PROBLEM DESCRIPTION:
Repeat all the rows below word for word, leaving out the pictures.

MATERIAL TO PROCESS:
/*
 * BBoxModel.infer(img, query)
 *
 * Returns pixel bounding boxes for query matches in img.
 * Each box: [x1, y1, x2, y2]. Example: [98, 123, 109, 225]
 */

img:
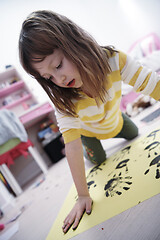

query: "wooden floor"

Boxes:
[0, 101, 160, 240]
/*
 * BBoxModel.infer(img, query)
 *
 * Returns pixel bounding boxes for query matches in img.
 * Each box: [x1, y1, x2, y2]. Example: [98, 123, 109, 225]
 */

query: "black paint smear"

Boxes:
[87, 181, 97, 189]
[144, 141, 160, 151]
[116, 158, 129, 172]
[144, 155, 160, 179]
[87, 163, 105, 178]
[113, 145, 131, 161]
[147, 129, 160, 140]
[104, 174, 132, 197]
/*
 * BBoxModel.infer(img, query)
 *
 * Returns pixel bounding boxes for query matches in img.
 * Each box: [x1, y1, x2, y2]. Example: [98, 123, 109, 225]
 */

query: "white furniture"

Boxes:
[0, 68, 55, 195]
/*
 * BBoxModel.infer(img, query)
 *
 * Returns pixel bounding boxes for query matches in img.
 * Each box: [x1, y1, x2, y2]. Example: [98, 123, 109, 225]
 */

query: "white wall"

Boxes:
[0, 0, 160, 101]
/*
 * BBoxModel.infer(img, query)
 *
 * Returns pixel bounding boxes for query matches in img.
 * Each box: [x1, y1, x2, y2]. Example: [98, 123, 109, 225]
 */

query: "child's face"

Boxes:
[33, 49, 83, 88]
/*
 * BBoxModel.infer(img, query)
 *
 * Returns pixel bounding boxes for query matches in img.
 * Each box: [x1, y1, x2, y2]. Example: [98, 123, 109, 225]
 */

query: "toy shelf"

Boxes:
[0, 80, 24, 97]
[0, 94, 32, 109]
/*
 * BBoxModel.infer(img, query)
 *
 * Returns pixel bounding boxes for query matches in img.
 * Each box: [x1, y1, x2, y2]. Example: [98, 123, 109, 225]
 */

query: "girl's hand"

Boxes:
[62, 196, 92, 233]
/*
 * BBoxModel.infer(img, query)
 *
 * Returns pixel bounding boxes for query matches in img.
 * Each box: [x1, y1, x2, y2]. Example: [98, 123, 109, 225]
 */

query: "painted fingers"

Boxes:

EXERCISE ANSWER:
/*
 * BBoxModel.infer(img, query)
 *
 * Returns pixel bounding boxes for query matches in img.
 * Each box: [x1, y1, x2, y2]. Example: [98, 123, 109, 225]
 */

img:

query: "wooden floor"

Boxes:
[0, 101, 160, 240]
/*
 * BBoxModel.infer(img, query)
 *
 * Returns pixel bounding boxes for query matches in img.
 * Each box: [x1, y1, x2, y2]. Example: [98, 123, 109, 225]
 */

query: "black paint smear"

Boxes:
[87, 181, 97, 189]
[144, 141, 160, 151]
[116, 158, 129, 172]
[144, 155, 160, 179]
[87, 163, 105, 178]
[113, 145, 131, 161]
[147, 129, 160, 140]
[104, 174, 132, 197]
/*
 * BBoxModel.infer(img, query)
 *
 * Returns pixel bounding boxes for query matches in img.
 * Each box: [x1, y1, x2, y2]. Example: [98, 123, 109, 225]
 */

query: "white furniture"

Boxes:
[0, 68, 55, 195]
/*
 * BBoxModel.infer(img, query)
 *
 * Returns pixel bounding boxes for query matches in img.
 * Each box: [x1, y1, x2, y2]. Example: [98, 123, 109, 225]
 */

query: "white wall"

Boxes:
[0, 0, 160, 101]
/*
 * BBoxModel.infer(img, query)
 *
 * Returns pixel bounding boxes for query matches in img.
 * Each box: [x1, y1, x2, y2]. Example: [98, 123, 109, 225]
 */

query: "child's face"

Boxes:
[33, 49, 83, 88]
/*
 * BBoxModel.infer(img, query)
 *
 * Returns pixel bounding boxes for query matches in img.
 * Each box: [x1, y1, x2, y2]. Example: [98, 123, 109, 225]
 */

query: "toy shelf"

Boxes:
[0, 80, 24, 97]
[0, 94, 32, 109]
/*
 * BBoxModel.infer(img, query)
 *
 * Returns pixel bounding boxes for query matches in img.
 * Each box: [x1, y1, x2, y2]. Example: [98, 123, 109, 225]
 */

query: "girl's hand"

Boxes:
[62, 196, 92, 233]
/*
 * BBoxModel.infer(img, query)
 *
 * Returns pixel bounding boxes for query matches in img.
 * Each box: [x1, y1, x2, y2]. Example: [98, 123, 109, 225]
 */

query: "painted fingers"

Boxes:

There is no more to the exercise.